▸ PASSAGE SHOWN
Segment Open
Merlyn Joseph may not be a household name.
But she should be.
The Newcastle-based nurse spent two months last year displaying her skills on board of a Mercy Ship called “Africa Mercy” off the West Coast of Africa (see video).
Miss Joseph then shared some of her experiences as the guest speaker for the Singleton Anglican Church group before 100 captivated listeners on Friday night.
“I’m really blown away by those who were also able to share their stories in Singleton as well; they were all truly amazing to meet tonight,” Miss Joseph told the Singleton Argus.
Mercy Ships has worked in more than 70 countries since 1978, providing services valued at more than $1.53 billion with more than 2.71 million direct beneficiaries.
“Mercy Ships have been a part of my life for the past seven years from the first concept of wanting to volunteer,” she added.
“I was approved to take part by the end of 2013 and was ready to go ahead however my father passed away in 2014 so I was unable to pursue the role then.”
Thankfully, she was finally able to call one of these floating hospitals home in 2017.
Her 16,500 ton Africa Mercy was docked off the Beninese port city of Cotonou (population of 679,012).
“Specialist surgeons were able to fly in and out to the ship after a week while nurses like myself had to be on board for the compulsory minimum eight weeks,” she explained.
When she shed light on her some of her patients, their deformities and, in some cases, the ostracisation from their African communities; some Singleton locals gasped with despair.
The presentation proved informative nonetheless when delving from general medical and dental procedures to the specifics of Maxillofacial and Ophthalmis surgeries.
Prior to her well documented experience last year the guest speaker had also served on mission trips in Mozambique, India, Cuba and Mexico.
And such was the Hunter Hospital nurse’s modesty that she failed to inform the crowd of her expertise in urology, cardio-thoracic, infection control, gerontology including dementia, depression (and mental health), endocrinology, palliative care, infectious diseases, midwifery and management.
“(As for the next generation of Mercy Ship nurses) I’d say just be kind and thoughtful and considerate to anyone whether they are family members or work colleagues,” she said.
“When you get the opportunity to serve on the ship it’s a great opportunity you’re never going to regret it.”
While continuing as a ward nurse at Newcastle’s John Hunter hospital the Indian born role model now looks to return to Africa.
“It looks like Senegal this time,” she added.
Segment Closed
▸ PARTS OF THE EXERCISE
1 - Answer from the article on Merlyn Joseph:
(a) How many listeners heard her speak on Friday night?
(b) Off which port city was the Africa Mercy docked?
(c) Which country does she say she will likely go to next?
2 - Repeat the stretch of the article on Merlyn Joseph from "When she shed" through "and Ophthalmis surgeries.".

Point-per-instance localization data:
Segment Open
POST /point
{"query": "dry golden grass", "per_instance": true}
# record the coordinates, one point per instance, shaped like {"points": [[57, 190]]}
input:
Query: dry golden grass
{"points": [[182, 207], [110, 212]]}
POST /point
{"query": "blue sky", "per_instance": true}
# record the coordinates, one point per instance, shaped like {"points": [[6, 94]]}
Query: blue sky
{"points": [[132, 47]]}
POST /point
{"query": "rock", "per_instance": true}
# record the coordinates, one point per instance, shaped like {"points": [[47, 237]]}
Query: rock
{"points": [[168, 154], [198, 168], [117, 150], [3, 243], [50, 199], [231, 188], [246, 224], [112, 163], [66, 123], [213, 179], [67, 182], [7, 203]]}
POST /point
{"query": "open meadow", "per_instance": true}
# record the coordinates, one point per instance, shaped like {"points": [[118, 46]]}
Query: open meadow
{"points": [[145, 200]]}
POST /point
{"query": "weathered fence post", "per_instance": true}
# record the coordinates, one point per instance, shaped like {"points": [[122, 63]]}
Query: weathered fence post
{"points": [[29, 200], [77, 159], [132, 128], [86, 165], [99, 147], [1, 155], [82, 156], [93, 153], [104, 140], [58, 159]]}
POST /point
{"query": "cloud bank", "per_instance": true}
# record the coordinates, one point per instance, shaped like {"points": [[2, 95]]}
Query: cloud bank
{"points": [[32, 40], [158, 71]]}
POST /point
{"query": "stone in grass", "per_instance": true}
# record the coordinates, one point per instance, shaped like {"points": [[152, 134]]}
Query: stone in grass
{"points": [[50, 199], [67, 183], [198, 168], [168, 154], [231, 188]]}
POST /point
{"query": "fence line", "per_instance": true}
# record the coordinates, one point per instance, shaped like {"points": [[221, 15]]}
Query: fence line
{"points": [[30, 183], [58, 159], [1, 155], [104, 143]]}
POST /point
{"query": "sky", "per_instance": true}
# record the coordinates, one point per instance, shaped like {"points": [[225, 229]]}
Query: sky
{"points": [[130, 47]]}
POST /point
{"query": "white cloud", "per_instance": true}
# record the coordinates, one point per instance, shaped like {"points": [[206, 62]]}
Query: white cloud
Segment Closed
▸ EXPECTED RESPONSES
1 -
(a) 100
(b) Cotonou, in Benin
(c) Senegal

2 -
When she shed light on her some of her patients, their deformities and, in some cases, the ostracisation from their African communities; some Singleton locals gasped with despair.
The presentation proved informative nonetheless when delving from general medical and dental procedures to the specifics of Maxillofacial and Ophthalmis surgeries.